====== Dataset excerpts

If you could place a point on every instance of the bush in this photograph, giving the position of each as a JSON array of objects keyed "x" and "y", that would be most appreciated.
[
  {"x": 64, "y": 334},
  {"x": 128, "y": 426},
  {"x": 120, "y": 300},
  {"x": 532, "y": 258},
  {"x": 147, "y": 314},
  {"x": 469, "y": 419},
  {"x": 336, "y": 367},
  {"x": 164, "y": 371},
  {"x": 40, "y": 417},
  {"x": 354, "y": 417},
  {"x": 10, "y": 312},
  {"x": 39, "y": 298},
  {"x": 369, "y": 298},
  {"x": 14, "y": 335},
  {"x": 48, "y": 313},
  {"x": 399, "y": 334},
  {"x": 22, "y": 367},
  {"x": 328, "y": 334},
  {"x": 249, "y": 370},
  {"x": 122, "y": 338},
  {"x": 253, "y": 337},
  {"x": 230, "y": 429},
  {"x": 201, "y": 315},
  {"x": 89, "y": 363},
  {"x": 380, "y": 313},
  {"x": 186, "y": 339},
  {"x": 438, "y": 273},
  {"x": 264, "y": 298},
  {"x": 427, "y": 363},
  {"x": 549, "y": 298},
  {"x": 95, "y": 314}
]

============

Your objective ->
Restating all of the data exactly is the whole task.

Problem solution ->
If you could place a point on every instance of the bush in this photograph, giving the position of each as a JSON array of objects keyed "x" and "y", that would be most appreciated.
[
  {"x": 64, "y": 334},
  {"x": 128, "y": 426},
  {"x": 120, "y": 300},
  {"x": 532, "y": 258},
  {"x": 147, "y": 314},
  {"x": 469, "y": 419},
  {"x": 336, "y": 367},
  {"x": 164, "y": 371},
  {"x": 40, "y": 417},
  {"x": 354, "y": 417},
  {"x": 10, "y": 312},
  {"x": 39, "y": 298},
  {"x": 369, "y": 298},
  {"x": 14, "y": 335},
  {"x": 48, "y": 313},
  {"x": 399, "y": 334},
  {"x": 22, "y": 367},
  {"x": 328, "y": 334},
  {"x": 249, "y": 370},
  {"x": 122, "y": 338},
  {"x": 253, "y": 337},
  {"x": 230, "y": 429},
  {"x": 201, "y": 315},
  {"x": 89, "y": 363},
  {"x": 380, "y": 313},
  {"x": 186, "y": 339},
  {"x": 438, "y": 273},
  {"x": 264, "y": 298},
  {"x": 427, "y": 363},
  {"x": 549, "y": 298},
  {"x": 95, "y": 314}
]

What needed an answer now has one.